EXCERPT:
*****

Holy Mass in Mariazell (13 September 1983)

Author: Pope John Paul II

On Tuesday, 13 September 1983, the Holy Father celebrated Holy Mass in the Square in front of the Shrine of Mariazell. In his homily, the Pope spoke to the pilgrims of Mary's trip to Ain-Karem, to visit her cousin Elisabeth. Mary was the" great silent one, as the one who listens in silence: her silence is the womb of the Word." So for all the faithful “silence and recollection, spiritual reading and contemplation are essential for our path and service as hearers and proclaimers of the Incarnate Word.”

1. Mary set out and hurried to a town in the mountains of Judea. The name of the town was Ain-Karem. Today we set out and hurried to her in the mountains of Styria. Father Magnus of St. Lambrecht built a "cell" for her here. For over 800 years she has been receiving pilgrims there and accepting their requests and thanks - here in her sanctuary "Mariazell".

Pilgrims have come and continue to come from far away - with sceptres or walking sticks - and they continually entrust themselves and their families to the protection and intercession of the "Magna Mater Austriae", the "Mater Gentium Slavorum", the "Magna Hungarorum Domina". They thus join the great pilgrimage of the peoples, of which we have just read in the prophet Isaiah: "Nations will go to your light, and kings to your radiant splendour. Look up and see: they all gather and come to you ... Your heart trembles with joy and opens wide."

*****

EXTRACTED RECORDS:
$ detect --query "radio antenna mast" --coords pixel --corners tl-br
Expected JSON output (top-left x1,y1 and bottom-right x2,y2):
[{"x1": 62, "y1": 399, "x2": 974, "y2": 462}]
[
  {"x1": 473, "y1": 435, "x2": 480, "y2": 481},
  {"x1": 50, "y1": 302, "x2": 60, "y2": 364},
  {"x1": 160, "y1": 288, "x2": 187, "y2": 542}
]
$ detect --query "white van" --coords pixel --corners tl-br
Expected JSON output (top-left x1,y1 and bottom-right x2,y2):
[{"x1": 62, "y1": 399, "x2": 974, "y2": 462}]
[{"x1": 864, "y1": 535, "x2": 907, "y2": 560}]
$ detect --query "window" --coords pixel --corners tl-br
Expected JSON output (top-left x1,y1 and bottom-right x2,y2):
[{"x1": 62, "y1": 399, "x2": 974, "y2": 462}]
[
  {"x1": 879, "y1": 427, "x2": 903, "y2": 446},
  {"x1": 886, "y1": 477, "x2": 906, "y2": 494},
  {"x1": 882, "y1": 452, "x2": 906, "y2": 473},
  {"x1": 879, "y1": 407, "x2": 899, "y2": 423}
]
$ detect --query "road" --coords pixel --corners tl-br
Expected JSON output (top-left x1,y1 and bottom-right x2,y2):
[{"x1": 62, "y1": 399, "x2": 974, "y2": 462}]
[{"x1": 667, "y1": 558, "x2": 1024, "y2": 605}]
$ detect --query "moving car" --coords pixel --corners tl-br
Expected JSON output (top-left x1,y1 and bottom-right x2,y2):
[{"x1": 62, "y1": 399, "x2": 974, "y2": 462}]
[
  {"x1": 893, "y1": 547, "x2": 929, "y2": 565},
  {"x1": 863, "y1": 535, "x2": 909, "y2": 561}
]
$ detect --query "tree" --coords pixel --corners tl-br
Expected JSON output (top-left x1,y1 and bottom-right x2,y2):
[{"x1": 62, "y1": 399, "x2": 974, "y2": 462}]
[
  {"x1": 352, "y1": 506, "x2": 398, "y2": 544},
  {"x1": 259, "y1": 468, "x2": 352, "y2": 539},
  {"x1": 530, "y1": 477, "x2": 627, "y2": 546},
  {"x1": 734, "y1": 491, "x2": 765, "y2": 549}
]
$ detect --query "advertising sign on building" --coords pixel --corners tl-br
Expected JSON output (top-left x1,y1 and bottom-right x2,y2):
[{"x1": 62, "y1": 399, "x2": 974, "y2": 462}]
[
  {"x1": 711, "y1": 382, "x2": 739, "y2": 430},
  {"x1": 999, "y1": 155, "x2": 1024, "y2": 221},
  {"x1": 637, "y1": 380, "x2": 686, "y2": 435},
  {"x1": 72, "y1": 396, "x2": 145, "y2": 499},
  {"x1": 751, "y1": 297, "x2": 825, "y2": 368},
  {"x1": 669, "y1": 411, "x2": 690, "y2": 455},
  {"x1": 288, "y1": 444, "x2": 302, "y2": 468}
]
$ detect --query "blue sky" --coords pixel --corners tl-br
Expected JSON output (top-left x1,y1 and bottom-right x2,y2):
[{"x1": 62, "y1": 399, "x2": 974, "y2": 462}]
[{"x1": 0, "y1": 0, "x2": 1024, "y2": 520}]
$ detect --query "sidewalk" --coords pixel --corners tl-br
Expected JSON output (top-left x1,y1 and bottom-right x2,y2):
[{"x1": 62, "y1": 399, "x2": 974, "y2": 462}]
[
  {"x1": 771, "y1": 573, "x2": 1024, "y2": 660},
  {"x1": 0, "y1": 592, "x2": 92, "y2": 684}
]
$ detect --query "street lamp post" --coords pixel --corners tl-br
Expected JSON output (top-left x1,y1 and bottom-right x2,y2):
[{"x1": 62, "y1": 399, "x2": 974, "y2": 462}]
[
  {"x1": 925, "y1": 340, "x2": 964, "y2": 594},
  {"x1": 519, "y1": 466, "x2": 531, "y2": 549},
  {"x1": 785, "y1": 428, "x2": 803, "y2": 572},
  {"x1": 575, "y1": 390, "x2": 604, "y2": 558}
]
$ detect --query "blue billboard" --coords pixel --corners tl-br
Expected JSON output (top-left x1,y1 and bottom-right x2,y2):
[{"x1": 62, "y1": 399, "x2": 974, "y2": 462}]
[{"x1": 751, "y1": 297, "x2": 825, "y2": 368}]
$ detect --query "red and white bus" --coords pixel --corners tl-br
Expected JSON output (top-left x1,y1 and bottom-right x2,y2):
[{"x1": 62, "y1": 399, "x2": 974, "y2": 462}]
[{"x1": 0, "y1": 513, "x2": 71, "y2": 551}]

*****

SET PROBLEM:
In the Mariazell homily above, how long has Mary been receiving pilgrims at her sanctuary?

RESULT FOR THIS EXERCISE:
For over 800 years.